- _Goal_
Transcribe, word for word, the line containing "dirt with a point." and each line following it through the end of the listing below. Omit all other lines.

## start Data for the task

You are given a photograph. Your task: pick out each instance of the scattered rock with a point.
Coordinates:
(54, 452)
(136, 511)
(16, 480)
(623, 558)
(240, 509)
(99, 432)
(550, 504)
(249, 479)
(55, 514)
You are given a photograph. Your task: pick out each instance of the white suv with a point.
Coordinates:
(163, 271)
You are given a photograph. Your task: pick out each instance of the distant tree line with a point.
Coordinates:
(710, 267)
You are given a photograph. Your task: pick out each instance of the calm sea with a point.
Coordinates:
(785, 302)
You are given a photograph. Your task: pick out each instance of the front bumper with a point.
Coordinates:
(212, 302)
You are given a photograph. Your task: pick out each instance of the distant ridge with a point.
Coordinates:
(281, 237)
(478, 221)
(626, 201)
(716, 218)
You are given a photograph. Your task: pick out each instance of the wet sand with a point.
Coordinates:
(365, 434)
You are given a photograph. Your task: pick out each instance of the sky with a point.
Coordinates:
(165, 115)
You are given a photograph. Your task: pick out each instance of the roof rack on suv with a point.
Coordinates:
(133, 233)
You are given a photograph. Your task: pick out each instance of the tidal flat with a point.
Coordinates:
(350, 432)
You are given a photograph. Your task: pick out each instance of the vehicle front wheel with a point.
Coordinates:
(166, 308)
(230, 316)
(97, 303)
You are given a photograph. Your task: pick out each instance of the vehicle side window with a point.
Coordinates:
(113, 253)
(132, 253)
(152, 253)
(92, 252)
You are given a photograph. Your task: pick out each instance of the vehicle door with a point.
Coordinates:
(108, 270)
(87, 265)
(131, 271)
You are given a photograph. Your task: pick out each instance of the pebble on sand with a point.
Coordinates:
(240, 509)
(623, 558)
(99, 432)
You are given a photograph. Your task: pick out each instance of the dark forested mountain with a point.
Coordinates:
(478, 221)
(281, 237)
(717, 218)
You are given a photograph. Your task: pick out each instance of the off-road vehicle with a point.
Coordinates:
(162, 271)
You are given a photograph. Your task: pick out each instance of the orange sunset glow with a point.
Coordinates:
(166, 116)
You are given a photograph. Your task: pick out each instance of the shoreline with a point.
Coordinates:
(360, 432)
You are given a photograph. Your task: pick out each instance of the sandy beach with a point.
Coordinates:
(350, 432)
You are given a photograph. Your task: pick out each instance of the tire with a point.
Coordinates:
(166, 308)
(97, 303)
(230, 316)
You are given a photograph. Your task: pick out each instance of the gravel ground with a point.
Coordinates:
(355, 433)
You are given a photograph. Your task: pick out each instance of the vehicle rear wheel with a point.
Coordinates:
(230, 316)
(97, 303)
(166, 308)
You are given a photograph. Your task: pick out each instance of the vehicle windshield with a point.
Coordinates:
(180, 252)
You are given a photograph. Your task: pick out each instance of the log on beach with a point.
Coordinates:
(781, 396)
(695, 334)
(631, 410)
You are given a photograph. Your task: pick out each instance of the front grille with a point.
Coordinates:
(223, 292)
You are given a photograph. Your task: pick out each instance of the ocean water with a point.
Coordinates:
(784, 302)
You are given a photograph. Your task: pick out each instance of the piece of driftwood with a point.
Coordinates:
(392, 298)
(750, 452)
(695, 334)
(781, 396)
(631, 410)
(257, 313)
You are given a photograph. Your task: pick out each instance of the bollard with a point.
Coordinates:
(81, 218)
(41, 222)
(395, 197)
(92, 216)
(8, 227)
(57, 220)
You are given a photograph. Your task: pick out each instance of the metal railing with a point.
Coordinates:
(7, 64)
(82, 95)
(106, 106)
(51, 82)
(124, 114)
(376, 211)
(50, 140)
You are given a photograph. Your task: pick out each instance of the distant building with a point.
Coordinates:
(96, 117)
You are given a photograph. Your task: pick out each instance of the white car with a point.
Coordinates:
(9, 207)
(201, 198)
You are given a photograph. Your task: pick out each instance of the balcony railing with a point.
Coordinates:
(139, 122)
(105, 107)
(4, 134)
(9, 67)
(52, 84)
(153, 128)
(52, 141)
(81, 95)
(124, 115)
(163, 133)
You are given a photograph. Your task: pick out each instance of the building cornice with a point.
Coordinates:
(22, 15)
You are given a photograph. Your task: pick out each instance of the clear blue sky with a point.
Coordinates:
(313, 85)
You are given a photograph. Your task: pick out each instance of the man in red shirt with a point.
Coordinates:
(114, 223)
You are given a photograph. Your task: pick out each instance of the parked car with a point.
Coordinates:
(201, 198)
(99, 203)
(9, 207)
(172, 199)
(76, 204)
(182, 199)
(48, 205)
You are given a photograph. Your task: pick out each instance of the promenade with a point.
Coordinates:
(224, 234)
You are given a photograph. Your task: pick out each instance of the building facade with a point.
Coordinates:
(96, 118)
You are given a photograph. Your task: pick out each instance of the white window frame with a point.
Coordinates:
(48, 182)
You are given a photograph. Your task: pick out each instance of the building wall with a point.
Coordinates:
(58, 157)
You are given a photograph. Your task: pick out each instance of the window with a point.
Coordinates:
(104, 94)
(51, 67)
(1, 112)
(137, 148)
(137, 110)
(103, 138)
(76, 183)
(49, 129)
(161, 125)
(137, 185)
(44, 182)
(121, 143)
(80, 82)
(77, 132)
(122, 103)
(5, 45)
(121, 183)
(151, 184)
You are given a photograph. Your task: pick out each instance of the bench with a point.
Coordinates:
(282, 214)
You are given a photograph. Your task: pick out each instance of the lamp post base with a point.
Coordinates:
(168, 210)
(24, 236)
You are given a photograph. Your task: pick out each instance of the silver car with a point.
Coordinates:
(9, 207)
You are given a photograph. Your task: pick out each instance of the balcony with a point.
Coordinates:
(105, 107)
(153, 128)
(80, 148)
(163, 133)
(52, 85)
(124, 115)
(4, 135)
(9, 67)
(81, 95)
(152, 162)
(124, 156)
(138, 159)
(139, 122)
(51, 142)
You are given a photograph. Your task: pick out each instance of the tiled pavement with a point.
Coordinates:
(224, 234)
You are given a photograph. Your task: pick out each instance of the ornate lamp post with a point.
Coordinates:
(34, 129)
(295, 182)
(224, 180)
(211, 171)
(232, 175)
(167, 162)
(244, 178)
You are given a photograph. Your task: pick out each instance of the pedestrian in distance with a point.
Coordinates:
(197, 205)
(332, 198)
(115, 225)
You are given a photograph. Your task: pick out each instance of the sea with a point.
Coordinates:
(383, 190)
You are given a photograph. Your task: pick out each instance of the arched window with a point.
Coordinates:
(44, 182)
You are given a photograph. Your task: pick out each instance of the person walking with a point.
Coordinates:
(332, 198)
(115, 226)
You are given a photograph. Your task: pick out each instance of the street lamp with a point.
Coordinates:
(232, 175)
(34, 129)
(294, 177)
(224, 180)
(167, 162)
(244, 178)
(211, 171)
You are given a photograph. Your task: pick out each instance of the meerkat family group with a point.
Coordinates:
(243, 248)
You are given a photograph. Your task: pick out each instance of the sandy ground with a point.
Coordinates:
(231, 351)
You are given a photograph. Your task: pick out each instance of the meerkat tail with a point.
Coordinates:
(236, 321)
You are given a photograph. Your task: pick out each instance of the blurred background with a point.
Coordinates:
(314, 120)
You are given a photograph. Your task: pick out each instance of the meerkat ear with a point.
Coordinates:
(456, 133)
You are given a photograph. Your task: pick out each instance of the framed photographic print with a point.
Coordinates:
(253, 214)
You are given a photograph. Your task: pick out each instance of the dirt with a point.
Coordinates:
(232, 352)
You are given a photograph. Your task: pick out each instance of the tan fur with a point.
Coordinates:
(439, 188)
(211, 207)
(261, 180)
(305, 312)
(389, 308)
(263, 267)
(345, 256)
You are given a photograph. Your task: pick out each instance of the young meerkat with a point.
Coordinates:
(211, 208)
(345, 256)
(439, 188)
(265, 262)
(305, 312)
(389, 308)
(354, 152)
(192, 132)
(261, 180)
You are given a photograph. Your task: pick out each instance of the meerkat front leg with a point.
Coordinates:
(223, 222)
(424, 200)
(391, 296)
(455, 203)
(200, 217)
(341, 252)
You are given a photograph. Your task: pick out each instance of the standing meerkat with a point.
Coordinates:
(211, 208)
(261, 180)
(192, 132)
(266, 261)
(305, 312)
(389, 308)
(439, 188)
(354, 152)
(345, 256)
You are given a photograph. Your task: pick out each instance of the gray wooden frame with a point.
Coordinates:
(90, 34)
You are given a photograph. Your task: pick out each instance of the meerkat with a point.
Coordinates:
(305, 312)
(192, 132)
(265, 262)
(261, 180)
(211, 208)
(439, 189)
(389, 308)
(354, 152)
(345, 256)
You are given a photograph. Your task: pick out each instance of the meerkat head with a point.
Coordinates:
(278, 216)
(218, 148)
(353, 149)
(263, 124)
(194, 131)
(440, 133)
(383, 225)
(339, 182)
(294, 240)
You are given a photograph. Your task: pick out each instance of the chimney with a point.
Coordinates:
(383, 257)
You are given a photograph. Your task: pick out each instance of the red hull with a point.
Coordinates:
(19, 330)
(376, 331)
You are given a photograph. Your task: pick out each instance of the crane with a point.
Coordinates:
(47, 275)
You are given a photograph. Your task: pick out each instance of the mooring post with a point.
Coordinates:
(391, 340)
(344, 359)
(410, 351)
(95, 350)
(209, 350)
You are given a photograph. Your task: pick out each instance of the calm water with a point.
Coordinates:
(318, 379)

## end Data for the task

- _Correct output_
You are given a photograph. Your task: pick out each instance of the dirt with a point.
Coordinates:
(232, 352)
You are given a photograph. Your task: pick out each instance of the tan fur with a point.
Coordinates:
(439, 188)
(211, 207)
(261, 180)
(305, 312)
(389, 308)
(263, 267)
(345, 256)
You are given a photograph. Your task: pick out each instance of the young meerkat with a point.
Coordinates:
(211, 208)
(345, 256)
(439, 188)
(265, 262)
(305, 312)
(389, 308)
(354, 152)
(192, 132)
(261, 180)
You are given a photograph. Your task: pick out each instance of the meerkat front leg with a point.
Coordinates:
(223, 222)
(424, 200)
(391, 296)
(455, 203)
(200, 217)
(341, 252)
You are given a photograph. Your task: pick out each instance of the standing meerkat with a point.
Coordinates:
(211, 208)
(261, 180)
(192, 132)
(266, 261)
(305, 312)
(389, 308)
(439, 188)
(354, 152)
(345, 256)
You are given a photograph. Your task: pick out each instance of the gray wooden frame with a point.
Coordinates:
(90, 34)
You are given a photograph. Your task: pick out each instance of the meerkat with a point.
Coordinates:
(305, 312)
(192, 132)
(265, 262)
(261, 180)
(211, 208)
(439, 189)
(389, 308)
(354, 152)
(345, 256)
You are given a photograph. Your task: pick out each instance of the meerkat head with a point.
Coordinates:
(278, 216)
(218, 148)
(353, 149)
(263, 124)
(194, 131)
(440, 133)
(383, 225)
(339, 182)
(294, 240)
You are given a photograph. Your task: pick out each instance of the chimney with a point.
Coordinates:
(383, 257)
You are given a photograph. Your task: pick out each instance of the red hull with a point.
Coordinates:
(19, 330)
(376, 331)
You are given a photograph. Your task: pick out each instance of the crane with a point.
Coordinates:
(47, 275)
You are given a photograph. Your task: pick out each instance of the mooring post with a point.
Coordinates:
(391, 340)
(344, 359)
(410, 351)
(95, 350)
(209, 350)
You are given a photograph. Your task: pick out each instance of the calm water with a point.
Coordinates:
(318, 379)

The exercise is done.